** START MATERIAL SUPPLIED **

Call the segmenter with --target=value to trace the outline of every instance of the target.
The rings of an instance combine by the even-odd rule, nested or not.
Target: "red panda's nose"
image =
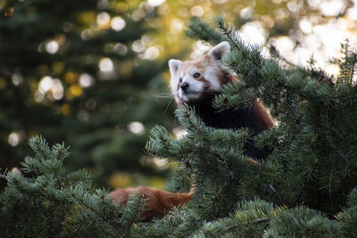
[[[181,87],[182,91],[186,91],[188,88],[188,83],[187,82],[183,82],[179,87]]]

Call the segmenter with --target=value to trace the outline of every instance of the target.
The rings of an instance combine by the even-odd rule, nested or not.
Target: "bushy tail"
[[[109,193],[114,203],[126,205],[129,195],[138,193],[145,200],[144,212],[140,217],[142,221],[150,221],[154,217],[160,218],[167,215],[174,207],[182,206],[191,200],[195,193],[193,186],[189,193],[169,193],[153,187],[119,188]]]

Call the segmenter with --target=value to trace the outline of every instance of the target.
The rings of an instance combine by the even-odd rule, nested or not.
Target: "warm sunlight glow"
[[[7,142],[11,146],[17,146],[19,143],[21,142],[21,135],[18,132],[12,132],[9,134],[7,136]]]
[[[96,23],[101,28],[106,27],[109,24],[110,21],[111,21],[111,17],[105,12],[100,12],[96,16]]]
[[[61,100],[63,97],[64,90],[60,79],[54,78],[53,80],[51,92],[54,100]]]
[[[121,17],[114,17],[112,19],[112,29],[115,31],[120,31],[125,28],[125,21]]]
[[[101,70],[101,71],[110,72],[110,71],[113,70],[114,65],[113,65],[113,63],[112,63],[111,59],[103,58],[99,62],[99,69]]]
[[[118,43],[114,45],[114,52],[120,55],[125,55],[128,53],[128,47],[124,44]]]
[[[143,135],[145,132],[145,127],[144,127],[143,123],[138,122],[138,121],[130,122],[128,125],[128,128],[130,132],[132,132],[136,135]]]
[[[56,53],[59,47],[60,47],[60,45],[54,40],[51,40],[51,41],[46,43],[46,45],[45,45],[46,51],[51,54]]]
[[[95,78],[87,73],[82,73],[79,76],[79,86],[81,87],[88,87],[93,86],[95,83]]]
[[[153,60],[156,59],[157,57],[159,57],[159,55],[160,55],[159,49],[155,46],[153,46],[153,47],[147,48],[145,51],[143,58],[145,60],[153,61]]]
[[[154,7],[162,4],[163,3],[165,3],[165,0],[148,0],[147,3],[149,4],[149,5]]]
[[[195,5],[191,8],[190,12],[193,16],[200,17],[204,13],[204,11],[201,6]]]

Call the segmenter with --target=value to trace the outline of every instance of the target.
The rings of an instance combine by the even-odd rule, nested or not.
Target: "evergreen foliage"
[[[147,21],[157,13],[133,1],[0,2],[0,168],[18,167],[38,134],[70,144],[76,160],[68,168],[100,172],[102,185],[115,170],[167,173],[139,162],[150,128],[172,125],[174,104],[157,98],[167,90],[167,60],[143,60],[131,47],[155,30]],[[138,8],[144,15],[134,21]],[[144,129],[133,133],[132,122]]]
[[[178,109],[176,116],[187,134],[174,139],[156,126],[145,149],[178,165],[171,191],[185,189],[188,181],[195,193],[186,206],[150,223],[137,221],[145,202],[140,196],[134,194],[126,207],[111,205],[106,191],[93,188],[85,170],[64,170],[68,149],[63,144],[50,149],[37,136],[29,143],[36,156],[23,162],[22,171],[29,176],[5,176],[2,236],[357,234],[357,87],[345,79],[334,84],[313,61],[308,68],[295,66],[273,48],[271,58],[263,57],[262,47],[245,45],[224,18],[215,22],[232,48],[224,62],[240,81],[226,86],[214,106],[241,108],[259,97],[271,108],[277,126],[252,138],[247,128],[208,127],[193,109]],[[209,32],[214,34],[212,41],[220,38],[201,24],[192,22],[194,36],[207,38]],[[355,55],[345,51],[341,61],[346,78],[354,73]],[[273,151],[258,167],[245,160],[243,145],[248,139]]]

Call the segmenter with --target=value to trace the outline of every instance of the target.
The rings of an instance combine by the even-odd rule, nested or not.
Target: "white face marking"
[[[178,82],[179,83],[179,78],[182,78],[182,82],[180,82],[180,85],[188,84],[188,86],[186,90],[183,90],[180,86],[178,86],[178,83],[177,84],[175,89],[178,91],[178,98],[181,99],[184,103],[200,98],[202,94],[204,92],[204,87],[206,86],[207,83],[199,81],[195,78],[194,75],[195,73],[201,74],[200,70],[197,69],[191,69],[187,71],[180,71],[178,74]]]
[[[228,42],[222,42],[197,61],[169,61],[171,91],[177,103],[187,103],[200,99],[207,93],[220,92],[220,78],[224,77],[222,72],[225,70],[222,56],[229,52],[229,48]],[[195,73],[200,73],[200,77],[195,78]],[[185,89],[182,89],[182,84],[186,84]]]

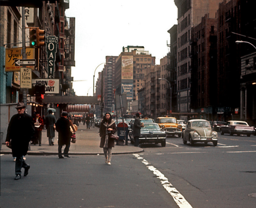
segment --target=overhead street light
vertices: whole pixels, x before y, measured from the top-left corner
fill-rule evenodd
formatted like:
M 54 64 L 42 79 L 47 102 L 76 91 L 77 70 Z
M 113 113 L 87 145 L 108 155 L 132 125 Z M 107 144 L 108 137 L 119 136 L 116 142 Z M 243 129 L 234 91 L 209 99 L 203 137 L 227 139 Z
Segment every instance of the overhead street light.
M 158 78 L 158 80 L 165 80 L 166 81 L 168 82 L 168 83 L 170 84 L 170 89 L 171 90 L 171 95 L 170 96 L 171 97 L 170 99 L 170 113 L 171 113 L 171 83 L 166 79 L 164 79 L 164 78 Z
M 256 49 L 256 47 L 255 47 L 254 45 L 253 45 L 249 42 L 247 42 L 246 41 L 243 41 L 242 40 L 236 40 L 236 44 L 239 44 L 239 43 L 249 43 L 250 45 L 252 45 L 254 48 Z
M 95 77 L 95 72 L 96 71 L 96 70 L 97 69 L 97 68 L 100 66 L 100 65 L 101 65 L 102 64 L 112 64 L 112 62 L 104 62 L 104 63 L 101 63 L 101 64 L 100 64 L 98 65 L 98 66 L 96 67 L 96 69 L 95 69 L 95 70 L 94 70 L 94 85 L 93 86 L 93 95 L 92 95 L 92 96 L 94 96 L 94 77 Z

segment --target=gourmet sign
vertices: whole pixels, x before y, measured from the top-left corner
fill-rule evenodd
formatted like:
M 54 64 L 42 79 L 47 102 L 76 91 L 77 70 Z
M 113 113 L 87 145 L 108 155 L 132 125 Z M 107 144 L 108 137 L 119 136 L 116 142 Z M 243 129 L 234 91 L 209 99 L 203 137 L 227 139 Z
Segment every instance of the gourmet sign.
M 59 79 L 33 79 L 32 83 L 33 84 L 44 86 L 46 94 L 59 93 Z

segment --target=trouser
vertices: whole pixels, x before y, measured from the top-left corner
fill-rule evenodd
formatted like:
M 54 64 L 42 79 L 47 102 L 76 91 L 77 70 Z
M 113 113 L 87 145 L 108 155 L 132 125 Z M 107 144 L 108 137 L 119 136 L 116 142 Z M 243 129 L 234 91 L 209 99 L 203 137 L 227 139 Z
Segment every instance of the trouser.
M 27 164 L 26 163 L 23 159 L 22 155 L 16 157 L 15 161 L 15 174 L 19 174 L 21 175 L 21 168 L 25 168 L 28 166 Z
M 39 145 L 42 144 L 42 131 L 36 130 L 35 134 L 35 142 L 34 144 L 37 144 L 39 143 Z
M 62 149 L 63 146 L 63 145 L 60 145 L 60 144 L 59 144 L 59 146 L 58 146 L 58 152 L 59 157 L 61 157 L 62 156 Z M 67 155 L 68 154 L 68 151 L 69 150 L 70 147 L 70 143 L 69 144 L 66 144 L 66 147 L 65 147 L 63 152 L 64 155 Z
M 52 145 L 52 143 L 54 142 L 54 137 L 48 137 L 49 145 Z
M 139 136 L 134 136 L 134 146 L 135 147 L 138 147 L 139 146 Z
M 112 156 L 112 148 L 103 148 L 103 152 L 104 153 L 105 157 L 108 158 L 108 162 L 110 162 L 111 161 L 111 158 Z

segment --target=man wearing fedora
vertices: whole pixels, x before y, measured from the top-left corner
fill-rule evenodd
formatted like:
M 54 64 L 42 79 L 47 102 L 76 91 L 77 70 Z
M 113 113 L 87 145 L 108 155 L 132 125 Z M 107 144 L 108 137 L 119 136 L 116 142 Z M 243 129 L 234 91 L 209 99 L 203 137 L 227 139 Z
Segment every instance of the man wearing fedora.
M 64 158 L 62 156 L 62 147 L 64 144 L 66 147 L 64 149 L 64 157 L 70 157 L 68 155 L 72 135 L 72 133 L 70 131 L 70 126 L 74 132 L 75 132 L 75 129 L 72 121 L 67 117 L 68 115 L 68 112 L 63 111 L 61 117 L 58 120 L 56 124 L 56 130 L 58 132 L 58 152 L 60 159 Z
M 7 130 L 5 143 L 7 146 L 11 141 L 12 156 L 16 157 L 15 161 L 15 180 L 21 178 L 21 168 L 25 169 L 24 176 L 28 174 L 30 166 L 24 159 L 28 149 L 29 142 L 35 133 L 35 127 L 32 116 L 25 112 L 26 106 L 23 103 L 18 103 L 15 108 L 18 113 L 11 119 Z

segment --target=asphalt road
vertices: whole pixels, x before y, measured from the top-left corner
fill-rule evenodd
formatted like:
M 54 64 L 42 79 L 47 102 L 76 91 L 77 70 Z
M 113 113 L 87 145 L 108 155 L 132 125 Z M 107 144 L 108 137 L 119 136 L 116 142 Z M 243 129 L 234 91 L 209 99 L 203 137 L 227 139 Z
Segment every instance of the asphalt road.
M 255 207 L 256 137 L 221 136 L 213 147 L 143 145 L 139 154 L 27 155 L 28 175 L 14 180 L 11 155 L 1 156 L 1 207 Z

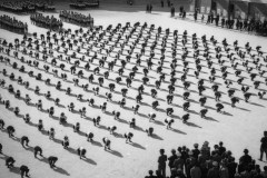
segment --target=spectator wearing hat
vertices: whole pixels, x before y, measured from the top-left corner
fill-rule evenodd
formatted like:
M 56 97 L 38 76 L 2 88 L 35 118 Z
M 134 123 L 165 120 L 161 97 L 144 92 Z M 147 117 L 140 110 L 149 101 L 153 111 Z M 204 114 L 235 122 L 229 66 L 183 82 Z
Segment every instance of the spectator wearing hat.
M 243 172 L 248 168 L 248 165 L 253 162 L 253 158 L 248 155 L 248 149 L 244 149 L 244 156 L 239 159 L 238 172 Z
M 219 169 L 217 161 L 212 161 L 212 168 L 208 170 L 207 178 L 219 178 Z
M 260 158 L 259 160 L 263 160 L 264 154 L 266 156 L 266 160 L 267 160 L 267 131 L 264 131 L 264 137 L 260 140 L 261 145 L 260 145 Z
M 186 178 L 185 174 L 182 172 L 182 169 L 177 169 L 177 174 L 176 174 L 176 177 L 179 177 L 179 178 Z M 174 177 L 174 178 L 176 178 Z
M 219 155 L 221 156 L 222 154 L 225 154 L 225 151 L 226 151 L 226 148 L 224 147 L 224 142 L 222 141 L 220 141 L 219 142 Z
M 170 168 L 170 171 L 171 171 L 171 169 L 172 168 L 175 168 L 175 165 L 174 165 L 174 162 L 175 162 L 175 160 L 177 159 L 178 157 L 177 157 L 177 155 L 176 155 L 176 150 L 175 149 L 171 149 L 171 156 L 168 158 L 168 160 L 169 160 L 169 168 Z
M 152 170 L 148 170 L 148 175 L 149 176 L 146 176 L 145 178 L 155 178 Z
M 165 155 L 165 149 L 159 150 L 159 158 L 158 158 L 158 171 L 166 177 L 166 161 L 167 161 L 167 156 Z
M 267 166 L 264 167 L 264 171 L 261 172 L 264 178 L 267 178 Z
M 177 152 L 177 159 L 174 161 L 174 168 L 184 170 L 185 160 L 181 158 L 181 154 Z
M 191 178 L 201 178 L 201 169 L 198 164 L 195 164 L 192 168 L 190 169 L 190 177 Z
M 189 158 L 186 159 L 186 176 L 188 178 L 190 178 L 190 170 L 194 167 L 194 165 L 196 165 L 197 160 L 196 158 L 192 156 L 192 151 L 188 151 L 188 156 Z
M 234 178 L 237 169 L 237 162 L 235 162 L 235 158 L 233 157 L 228 158 L 227 168 L 228 168 L 229 178 Z
M 220 178 L 229 178 L 229 171 L 228 168 L 226 167 L 226 160 L 222 160 L 220 162 L 219 176 Z
M 192 151 L 192 156 L 198 159 L 198 156 L 200 154 L 199 149 L 198 149 L 198 144 L 194 144 L 194 149 L 191 150 Z

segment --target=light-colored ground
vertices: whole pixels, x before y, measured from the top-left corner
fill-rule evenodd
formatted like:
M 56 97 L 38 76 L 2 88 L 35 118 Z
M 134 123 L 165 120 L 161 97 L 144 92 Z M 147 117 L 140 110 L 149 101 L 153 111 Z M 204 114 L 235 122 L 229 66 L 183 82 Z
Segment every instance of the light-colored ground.
M 130 8 L 130 9 L 128 9 Z M 221 41 L 224 38 L 227 38 L 227 41 L 231 44 L 234 40 L 239 41 L 239 46 L 244 47 L 245 42 L 249 41 L 253 47 L 256 47 L 258 44 L 263 46 L 263 50 L 267 51 L 266 42 L 267 39 L 263 37 L 256 37 L 256 36 L 249 36 L 245 33 L 237 33 L 234 31 L 228 31 L 219 28 L 214 27 L 207 27 L 199 23 L 192 23 L 188 21 L 182 21 L 179 19 L 170 18 L 169 12 L 152 12 L 151 14 L 146 13 L 142 11 L 137 11 L 137 9 L 132 9 L 135 7 L 126 7 L 122 8 L 119 7 L 108 7 L 107 10 L 105 8 L 101 8 L 100 10 L 88 10 L 88 11 L 81 11 L 82 13 L 90 13 L 95 18 L 95 22 L 97 26 L 103 26 L 105 28 L 108 24 L 113 24 L 113 27 L 118 23 L 125 24 L 126 22 L 135 23 L 137 21 L 140 21 L 141 24 L 144 22 L 147 22 L 148 24 L 156 24 L 156 27 L 161 26 L 164 29 L 170 28 L 171 30 L 178 29 L 179 33 L 184 32 L 184 30 L 188 31 L 188 34 L 197 33 L 198 37 L 201 37 L 202 34 L 207 34 L 208 39 L 210 36 L 215 36 L 218 41 Z M 140 8 L 140 7 L 139 7 Z M 118 10 L 116 10 L 118 9 Z M 144 7 L 145 9 L 145 7 Z M 7 12 L 0 12 L 0 14 L 3 14 Z M 7 13 L 10 16 L 14 16 L 18 19 L 28 22 L 29 16 L 16 16 L 11 13 Z M 58 17 L 58 13 L 53 13 L 53 16 Z M 65 23 L 65 28 L 72 28 L 77 29 L 77 26 L 72 26 L 69 23 Z M 46 30 L 41 28 L 37 28 L 34 26 L 29 26 L 29 32 L 38 33 L 44 33 Z M 21 36 L 8 32 L 6 30 L 1 30 L 0 32 L 1 38 L 6 38 L 8 41 L 13 41 L 14 38 L 18 38 Z M 178 47 L 180 49 L 181 47 Z M 180 53 L 180 52 L 178 52 Z M 170 61 L 170 58 L 167 58 L 167 61 Z M 11 59 L 11 61 L 14 61 L 14 59 Z M 194 61 L 192 58 L 190 58 L 190 61 Z M 201 61 L 202 62 L 202 61 Z M 20 62 L 18 62 L 19 66 L 21 66 Z M 181 65 L 181 61 L 178 63 Z M 145 63 L 142 63 L 145 65 Z M 204 63 L 206 65 L 206 63 Z M 229 66 L 229 63 L 227 63 Z M 43 62 L 40 62 L 40 67 L 43 66 Z M 127 66 L 127 68 L 131 68 L 132 63 Z M 167 65 L 167 67 L 169 67 Z M 190 67 L 195 68 L 194 63 L 190 63 Z M 60 169 L 58 171 L 53 171 L 50 169 L 49 165 L 47 162 L 43 162 L 41 160 L 34 159 L 33 154 L 29 150 L 26 150 L 21 147 L 21 145 L 18 141 L 14 141 L 10 138 L 8 138 L 7 134 L 0 132 L 0 140 L 3 145 L 3 152 L 8 156 L 13 156 L 16 159 L 16 166 L 19 167 L 20 165 L 27 165 L 30 168 L 30 175 L 31 177 L 38 177 L 38 178 L 47 178 L 47 177 L 73 177 L 73 178 L 83 178 L 83 177 L 92 177 L 92 178 L 137 178 L 137 177 L 144 177 L 147 174 L 147 170 L 149 169 L 156 169 L 157 168 L 157 157 L 158 157 L 158 150 L 160 148 L 165 148 L 167 154 L 169 155 L 169 150 L 171 148 L 177 148 L 178 146 L 188 146 L 189 148 L 192 147 L 192 144 L 204 142 L 205 140 L 208 140 L 210 142 L 210 146 L 212 147 L 215 144 L 218 144 L 218 141 L 222 140 L 225 142 L 225 146 L 230 149 L 236 158 L 239 158 L 241 156 L 243 149 L 248 148 L 250 151 L 250 155 L 255 158 L 259 158 L 259 140 L 263 136 L 263 131 L 266 130 L 266 100 L 259 100 L 257 96 L 253 96 L 250 99 L 250 103 L 244 102 L 244 100 L 238 103 L 239 108 L 233 109 L 229 105 L 225 105 L 225 111 L 233 116 L 221 115 L 217 113 L 215 110 L 209 109 L 208 117 L 217 120 L 207 120 L 201 119 L 199 115 L 191 113 L 190 122 L 195 123 L 198 127 L 187 126 L 181 122 L 179 119 L 175 119 L 174 128 L 177 131 L 170 131 L 166 130 L 166 126 L 162 125 L 156 125 L 152 122 L 149 122 L 147 118 L 141 116 L 134 116 L 134 112 L 130 110 L 121 109 L 118 105 L 108 103 L 108 111 L 112 110 L 120 110 L 121 118 L 123 120 L 129 121 L 132 117 L 137 119 L 137 125 L 141 127 L 142 129 L 146 129 L 148 127 L 154 127 L 156 134 L 162 139 L 154 139 L 150 137 L 147 137 L 146 132 L 139 131 L 139 130 L 132 130 L 129 129 L 129 126 L 123 122 L 118 122 L 113 120 L 112 116 L 102 113 L 99 109 L 95 109 L 91 107 L 88 107 L 87 102 L 78 102 L 76 98 L 73 97 L 66 97 L 65 92 L 59 92 L 53 87 L 48 87 L 43 82 L 36 81 L 32 78 L 29 78 L 28 75 L 21 75 L 17 70 L 11 69 L 9 66 L 4 66 L 3 63 L 0 63 L 0 69 L 2 70 L 6 68 L 8 70 L 8 73 L 14 72 L 16 77 L 19 75 L 22 77 L 23 80 L 30 80 L 30 87 L 34 88 L 37 85 L 41 88 L 41 93 L 50 90 L 52 93 L 52 97 L 56 98 L 59 97 L 61 99 L 61 103 L 63 106 L 67 106 L 69 102 L 76 103 L 76 109 L 80 109 L 81 107 L 87 107 L 87 116 L 89 118 L 93 118 L 98 115 L 102 117 L 101 125 L 103 126 L 110 126 L 116 125 L 118 127 L 119 134 L 125 134 L 126 131 L 132 131 L 134 132 L 134 139 L 132 141 L 136 142 L 137 147 L 126 145 L 123 138 L 116 138 L 113 136 L 110 136 L 109 132 L 105 129 L 98 129 L 92 126 L 92 122 L 90 120 L 81 119 L 79 115 L 71 113 L 67 110 L 67 108 L 58 108 L 56 107 L 56 116 L 59 116 L 61 111 L 65 111 L 68 121 L 71 123 L 75 123 L 79 121 L 81 123 L 81 130 L 83 132 L 92 131 L 95 134 L 95 140 L 98 142 L 101 142 L 102 137 L 109 137 L 111 139 L 111 148 L 116 150 L 115 154 L 110 154 L 103 150 L 103 147 L 100 147 L 100 144 L 91 145 L 86 141 L 85 137 L 81 137 L 72 131 L 72 128 L 70 127 L 62 127 L 58 123 L 58 120 L 53 120 L 48 117 L 44 112 L 39 112 L 34 107 L 26 106 L 26 103 L 22 100 L 13 99 L 13 96 L 10 96 L 7 90 L 0 89 L 0 93 L 3 98 L 10 99 L 11 107 L 19 106 L 21 113 L 30 113 L 32 118 L 32 122 L 37 123 L 39 119 L 42 119 L 44 122 L 44 128 L 49 129 L 50 127 L 56 128 L 56 138 L 62 139 L 65 135 L 68 135 L 70 138 L 70 147 L 73 149 L 77 149 L 79 146 L 83 146 L 88 152 L 88 161 L 80 160 L 79 157 L 76 154 L 71 154 L 67 150 L 62 149 L 62 146 L 60 144 L 56 144 L 48 139 L 48 136 L 42 135 L 37 130 L 36 127 L 26 125 L 21 118 L 14 117 L 12 112 L 9 110 L 6 110 L 4 107 L 0 106 L 1 111 L 1 118 L 4 119 L 6 125 L 12 125 L 16 128 L 16 136 L 19 138 L 21 136 L 28 136 L 30 139 L 30 146 L 34 147 L 36 145 L 39 145 L 43 149 L 43 155 L 46 157 L 49 156 L 57 156 L 59 157 L 59 161 L 56 164 Z M 216 65 L 216 68 L 219 69 L 219 66 Z M 29 70 L 30 68 L 26 66 L 26 70 Z M 118 69 L 118 67 L 116 67 Z M 178 69 L 181 69 L 181 67 L 178 67 Z M 43 78 L 52 78 L 51 75 L 47 75 L 43 71 L 32 69 L 34 73 L 41 72 Z M 106 70 L 102 69 L 101 72 Z M 165 69 L 165 71 L 169 71 L 169 69 Z M 204 71 L 207 72 L 207 68 L 204 68 Z M 233 72 L 233 69 L 229 69 L 230 72 Z M 129 71 L 126 71 L 126 75 L 128 75 Z M 194 75 L 192 71 L 189 72 L 190 75 Z M 177 76 L 179 77 L 181 72 L 179 72 Z M 218 71 L 218 75 L 220 72 Z M 70 75 L 68 75 L 70 76 Z M 85 76 L 89 76 L 88 72 L 86 72 Z M 118 73 L 110 73 L 110 78 L 115 79 L 118 76 Z M 158 75 L 152 71 L 149 73 L 150 77 L 155 77 L 155 79 L 151 78 L 151 83 L 158 78 Z M 244 76 L 248 77 L 248 73 L 244 73 Z M 137 75 L 137 79 L 141 79 L 142 75 Z M 2 79 L 3 76 L 0 75 L 0 78 Z M 72 78 L 72 77 L 71 77 Z M 200 78 L 208 79 L 208 73 L 201 73 Z M 230 75 L 230 79 L 235 80 L 236 78 Z M 14 89 L 20 89 L 22 97 L 24 97 L 24 93 L 30 93 L 32 98 L 32 102 L 37 102 L 38 99 L 42 99 L 43 101 L 43 108 L 49 108 L 53 106 L 53 102 L 48 101 L 44 99 L 43 96 L 36 96 L 33 91 L 26 90 L 24 88 L 20 87 L 17 82 L 10 81 L 8 78 L 4 78 L 8 83 L 12 83 Z M 97 79 L 97 78 L 95 78 Z M 169 79 L 169 76 L 167 77 L 167 81 Z M 56 83 L 60 79 L 52 78 L 52 83 Z M 194 77 L 188 77 L 188 80 L 190 80 L 192 83 L 196 83 L 197 80 Z M 264 78 L 260 79 L 264 81 Z M 86 82 L 86 80 L 81 80 L 81 82 Z M 110 80 L 106 80 L 105 87 L 108 87 L 108 83 L 111 82 Z M 125 80 L 123 80 L 125 82 Z M 222 79 L 218 79 L 217 82 L 222 82 Z M 253 82 L 249 79 L 246 79 L 245 82 L 249 86 L 253 86 Z M 106 99 L 100 97 L 95 97 L 92 92 L 85 92 L 80 88 L 75 88 L 72 83 L 62 82 L 63 88 L 71 87 L 75 92 L 83 93 L 85 98 L 91 98 L 93 97 L 96 100 L 96 105 L 101 105 Z M 208 87 L 211 85 L 207 81 L 206 82 Z M 132 87 L 137 88 L 140 85 L 138 81 L 134 81 Z M 95 85 L 96 86 L 96 85 Z M 161 88 L 167 89 L 168 83 L 164 83 Z M 181 81 L 177 81 L 177 86 L 182 86 Z M 91 89 L 93 85 L 90 85 L 89 89 Z M 116 88 L 116 91 L 120 91 L 120 88 L 123 86 L 118 86 Z M 239 88 L 236 83 L 233 86 L 234 88 Z M 145 91 L 150 92 L 151 87 L 146 87 Z M 240 89 L 240 88 L 239 88 Z M 266 86 L 261 83 L 260 89 L 266 90 Z M 197 90 L 197 86 L 191 86 L 190 90 Z M 105 96 L 107 92 L 107 89 L 100 89 L 100 93 Z M 220 91 L 227 93 L 227 89 L 225 85 L 220 86 Z M 166 99 L 166 91 L 158 91 L 158 98 Z M 180 87 L 176 88 L 177 95 L 182 95 L 184 89 Z M 257 90 L 254 90 L 251 87 L 251 92 L 257 93 Z M 137 95 L 137 90 L 130 89 L 129 96 L 135 98 Z M 211 96 L 212 91 L 210 89 L 206 90 L 204 92 L 207 96 Z M 237 91 L 237 96 L 243 98 L 241 91 Z M 151 99 L 150 96 L 144 96 L 144 101 L 148 105 L 151 105 L 154 99 Z M 113 99 L 116 101 L 121 99 L 121 95 L 113 93 Z M 191 92 L 190 99 L 198 101 L 199 97 L 196 92 Z M 226 95 L 222 95 L 221 98 L 225 102 L 230 102 L 229 98 Z M 159 108 L 165 109 L 167 108 L 166 101 L 159 101 L 160 106 Z M 257 105 L 253 105 L 253 103 Z M 174 103 L 181 106 L 184 103 L 182 98 L 176 96 L 174 99 Z M 207 106 L 215 108 L 215 100 L 208 99 Z M 135 105 L 135 100 L 127 99 L 127 107 L 130 108 Z M 179 107 L 175 108 L 175 115 L 181 117 L 185 111 L 182 111 Z M 199 103 L 191 102 L 190 110 L 198 112 L 200 110 Z M 140 113 L 147 115 L 150 111 L 152 111 L 150 106 L 141 106 Z M 164 122 L 164 119 L 166 118 L 165 112 L 157 111 L 157 120 L 160 120 L 160 122 Z M 102 144 L 101 144 L 102 145 Z M 0 158 L 3 158 L 0 156 Z M 261 166 L 266 165 L 265 162 L 258 162 Z M 4 160 L 0 159 L 0 177 L 2 178 L 16 178 L 19 177 L 18 174 L 10 172 L 4 167 Z

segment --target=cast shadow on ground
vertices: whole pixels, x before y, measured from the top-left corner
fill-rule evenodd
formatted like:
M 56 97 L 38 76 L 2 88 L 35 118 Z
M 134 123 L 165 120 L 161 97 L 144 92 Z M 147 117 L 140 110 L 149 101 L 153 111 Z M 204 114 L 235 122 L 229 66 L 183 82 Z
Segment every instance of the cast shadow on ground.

** END MATERIAL SUPPLIED **

● INSTRUCTION: Identify every line above that contains the string "trouser". Case counts.

● THE OUTPUT:
segment --target=trouser
Segment every instance of the trouser.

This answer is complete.